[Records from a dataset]
#####
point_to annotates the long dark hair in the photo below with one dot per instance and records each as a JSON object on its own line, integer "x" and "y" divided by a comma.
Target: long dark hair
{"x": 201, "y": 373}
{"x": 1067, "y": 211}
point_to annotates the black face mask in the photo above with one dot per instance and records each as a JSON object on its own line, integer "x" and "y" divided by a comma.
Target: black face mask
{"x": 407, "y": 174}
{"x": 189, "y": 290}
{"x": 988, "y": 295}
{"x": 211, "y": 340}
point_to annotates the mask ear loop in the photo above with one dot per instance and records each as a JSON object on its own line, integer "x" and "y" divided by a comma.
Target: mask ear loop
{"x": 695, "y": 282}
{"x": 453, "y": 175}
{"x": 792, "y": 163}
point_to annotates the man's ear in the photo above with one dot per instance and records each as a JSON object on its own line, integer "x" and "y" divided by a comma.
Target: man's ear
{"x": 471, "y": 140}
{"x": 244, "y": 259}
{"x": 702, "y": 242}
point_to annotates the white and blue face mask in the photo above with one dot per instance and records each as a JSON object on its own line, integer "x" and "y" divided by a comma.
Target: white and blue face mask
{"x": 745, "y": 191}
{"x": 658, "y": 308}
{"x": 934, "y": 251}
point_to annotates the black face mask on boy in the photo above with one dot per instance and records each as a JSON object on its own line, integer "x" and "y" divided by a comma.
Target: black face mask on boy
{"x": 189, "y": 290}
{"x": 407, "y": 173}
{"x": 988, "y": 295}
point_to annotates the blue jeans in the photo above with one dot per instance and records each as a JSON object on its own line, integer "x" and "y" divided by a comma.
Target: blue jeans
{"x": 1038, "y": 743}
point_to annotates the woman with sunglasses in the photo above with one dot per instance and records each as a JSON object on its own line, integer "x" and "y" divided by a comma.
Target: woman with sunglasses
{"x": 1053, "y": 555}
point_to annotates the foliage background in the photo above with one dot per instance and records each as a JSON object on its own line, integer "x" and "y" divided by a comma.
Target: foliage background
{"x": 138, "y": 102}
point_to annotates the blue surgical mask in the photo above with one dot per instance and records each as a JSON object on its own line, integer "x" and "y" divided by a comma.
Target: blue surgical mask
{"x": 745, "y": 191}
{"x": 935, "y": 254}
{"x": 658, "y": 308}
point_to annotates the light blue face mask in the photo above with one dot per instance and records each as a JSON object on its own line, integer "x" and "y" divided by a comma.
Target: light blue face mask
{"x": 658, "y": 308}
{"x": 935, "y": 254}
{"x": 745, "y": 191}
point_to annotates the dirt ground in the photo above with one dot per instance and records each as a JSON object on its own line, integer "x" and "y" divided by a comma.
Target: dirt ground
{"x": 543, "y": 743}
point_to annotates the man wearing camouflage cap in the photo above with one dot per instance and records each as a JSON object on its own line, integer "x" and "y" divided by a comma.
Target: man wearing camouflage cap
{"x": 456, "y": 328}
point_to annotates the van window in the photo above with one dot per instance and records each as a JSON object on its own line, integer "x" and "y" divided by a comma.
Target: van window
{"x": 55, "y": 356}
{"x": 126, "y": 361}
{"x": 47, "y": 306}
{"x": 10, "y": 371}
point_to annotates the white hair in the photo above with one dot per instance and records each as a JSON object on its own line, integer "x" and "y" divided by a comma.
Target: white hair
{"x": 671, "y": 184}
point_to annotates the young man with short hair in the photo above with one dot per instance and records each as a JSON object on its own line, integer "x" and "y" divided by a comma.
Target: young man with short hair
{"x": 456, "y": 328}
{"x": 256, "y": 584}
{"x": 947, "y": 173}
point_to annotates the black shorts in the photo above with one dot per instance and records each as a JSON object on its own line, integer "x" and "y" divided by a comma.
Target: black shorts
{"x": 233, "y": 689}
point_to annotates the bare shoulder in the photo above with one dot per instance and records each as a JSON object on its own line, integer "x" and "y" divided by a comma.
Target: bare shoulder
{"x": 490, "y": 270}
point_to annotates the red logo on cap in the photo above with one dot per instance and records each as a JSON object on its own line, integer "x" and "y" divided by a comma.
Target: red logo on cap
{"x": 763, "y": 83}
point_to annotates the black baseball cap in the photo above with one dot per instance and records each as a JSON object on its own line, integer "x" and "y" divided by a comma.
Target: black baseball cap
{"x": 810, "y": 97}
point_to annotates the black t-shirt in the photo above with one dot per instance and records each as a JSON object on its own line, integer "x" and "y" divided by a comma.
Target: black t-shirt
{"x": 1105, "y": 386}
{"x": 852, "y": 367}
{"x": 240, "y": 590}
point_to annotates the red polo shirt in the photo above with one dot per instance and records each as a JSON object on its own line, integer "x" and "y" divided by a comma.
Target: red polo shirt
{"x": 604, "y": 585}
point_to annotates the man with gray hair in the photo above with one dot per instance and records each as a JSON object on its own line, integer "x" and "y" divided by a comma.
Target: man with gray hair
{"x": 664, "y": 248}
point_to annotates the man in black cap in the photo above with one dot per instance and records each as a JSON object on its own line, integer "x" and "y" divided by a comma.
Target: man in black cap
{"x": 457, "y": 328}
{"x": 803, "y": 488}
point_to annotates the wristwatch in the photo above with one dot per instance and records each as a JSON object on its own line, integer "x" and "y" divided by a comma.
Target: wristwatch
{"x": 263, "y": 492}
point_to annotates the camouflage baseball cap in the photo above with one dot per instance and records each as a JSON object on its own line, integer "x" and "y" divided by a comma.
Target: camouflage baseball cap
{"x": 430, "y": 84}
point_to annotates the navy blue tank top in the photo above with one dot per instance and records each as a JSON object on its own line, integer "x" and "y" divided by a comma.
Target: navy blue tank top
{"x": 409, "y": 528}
#####
Reproduce the records above exactly. Leave nothing out.

point_to annotates the long dark hair in the photo below with one dot per instance and records each as a JSON object on its own line, integer "x" and "y" divided by a comma.
Target: long dark hair
{"x": 201, "y": 373}
{"x": 1067, "y": 211}
point_to annotates the black face mask in the photo above with one dot per instance and records each as a JSON object on its own line, integer "x" and "y" divided by a comma.
Target: black face mask
{"x": 407, "y": 174}
{"x": 189, "y": 290}
{"x": 988, "y": 295}
{"x": 211, "y": 340}
point_to annotates the mask ear loop in the photo above with one dot per instance and records each as a JSON object on its own line, integer "x" and "y" divided by a comma.
Target: mask ear loop
{"x": 695, "y": 282}
{"x": 453, "y": 175}
{"x": 792, "y": 163}
point_to annotates the man's ear in the photo above with one dot per instance and records each as a JSON object on its own line, integer "x" and "y" divided by a comma.
Target: man's ear
{"x": 471, "y": 140}
{"x": 244, "y": 259}
{"x": 702, "y": 242}
point_to annotates the white and blue face mask in the photo above with one dot per instance and records each as a JSON object on its own line, integer "x" and "y" divided by a comma.
Target: white and blue face mask
{"x": 745, "y": 191}
{"x": 658, "y": 308}
{"x": 934, "y": 251}
point_to annotates the black face mask on boy in the photo above with one dot per instance and records each as a JSON object on its own line, integer "x" and "y" divided by a comma.
Target: black face mask on boy
{"x": 189, "y": 290}
{"x": 407, "y": 173}
{"x": 988, "y": 295}
point_to annotates the blue jeans in the photo above with one dot per instance and records each as a JSON object on its own line, integer "x" and "y" divided by a comma.
Target: blue jeans
{"x": 1038, "y": 743}
point_to annotates the woman with sunglasses in the photo above with one dot per instance and records each as a JSON object on its own line, integer "x" and "y" divided by a comma.
Target: woman with sunglasses
{"x": 1053, "y": 555}
point_to annotates the foliage background in the photo above with one dot per instance and records each as a JSON object on its own line, integer "x" and "y" divided by a comma.
Target: foliage background
{"x": 138, "y": 102}
point_to annotates the blue surgical mask in the photo above with one dot per instance and records each as a JSON object on its own line, integer "x" and "y" divided by a comma.
Target: blue surgical mask
{"x": 745, "y": 191}
{"x": 935, "y": 254}
{"x": 658, "y": 308}
point_to annotates the light blue face mask in the photo above with one dot per instance and records each as a JSON object on its own line, integer "x" and "y" divided by a comma.
Target: light blue face mask
{"x": 658, "y": 308}
{"x": 935, "y": 254}
{"x": 745, "y": 191}
point_to annotates the dirt ground in the photo above with one dot per instance and records each as a JSON object on its own line, integer "x" and "y" divided by a comma.
Target: dirt ground
{"x": 543, "y": 743}
point_to annotates the man wearing camouflage cap in the photo above with one dot per instance and records each as a JSON object on its own line, integer "x" and "y" divided by a comma.
Target: man wearing camouflage cap
{"x": 456, "y": 328}
point_to annotates the van window in the photo above with one dot per instance and records each as a JSON object on its own line, integer "x" and "y" divided by a comma.
Target: van window
{"x": 55, "y": 356}
{"x": 126, "y": 361}
{"x": 47, "y": 306}
{"x": 10, "y": 371}
point_to annotates the white hair in the photo above with one dot per instance and records each as a JSON object on its own line, integer "x" and "y" divided by a comma.
Target: white hair
{"x": 671, "y": 184}
point_to annotates the young man with short hair in the photo above with one dot per instance and records each as a JSON object on its own line, integer "x" and "y" divided by a comma.
Target: young man with short hair
{"x": 456, "y": 328}
{"x": 256, "y": 584}
{"x": 947, "y": 173}
point_to annotates the black shorts in the photo above with one dot per instance and records each as a JSON object on its own line, integer "x" and "y" divided by a comma.
Target: black shorts
{"x": 233, "y": 689}
point_to annotates the bare shoulder in the photo above with one dot per instance and records each as a JSON object on its own line, integer "x" and "y" divided by a comma.
Target: bare shoulder
{"x": 490, "y": 270}
point_to annotates the red logo on cap in the photo above with one dot per instance and records each as a JSON object on its own line, integer "x" and "y" divided by a comma.
Target: red logo on cap
{"x": 763, "y": 83}
point_to annotates the black baseball cap in the photo above with one dot per instance and records each as a JSON object on its own line, integer "x" and "y" divided by a comma.
Target: black baseball cap
{"x": 810, "y": 97}
point_to annotates the black t-shirt in the photo above with one dot per instance and records each as a JSON object on its own line, integer "x" and "y" divided by a comma.
Target: black t-shirt
{"x": 1105, "y": 386}
{"x": 852, "y": 367}
{"x": 240, "y": 590}
point_to annotates the red polo shirt in the photo above with one dot per instance and records each as a JSON object on its own line, integer "x" and "y" divided by a comma.
Target: red polo shirt
{"x": 604, "y": 585}
point_to annotates the man with gray hair in the photo above with one dot per instance and records each as a JSON object on its own line, integer "x" and "y" divided by a comma.
Target: man with gray hair
{"x": 664, "y": 248}
point_to annotates the man in black cap in the photo above with one dot per instance and records each as a JSON object on its own line, integer "x" and "y" divided by a comma.
Target: man in black cap
{"x": 457, "y": 328}
{"x": 803, "y": 488}
point_to annotates the wristwatch in the photo above with one dot per instance and records each as a JSON object on its own line, integer "x" and "y" divided by a comma.
Target: wristwatch
{"x": 263, "y": 492}
point_to annotates the camouflage baseball cap in the photo above with one dot per instance and records each as a JSON object on its own line, integer "x" and "y" divided by a comma.
Target: camouflage baseball cap
{"x": 430, "y": 84}
point_to annotates the navy blue tank top in the photo above with one dot per instance and records each as a JSON object on its own line, integer "x" and "y" divided by a comma.
Target: navy blue tank top
{"x": 409, "y": 528}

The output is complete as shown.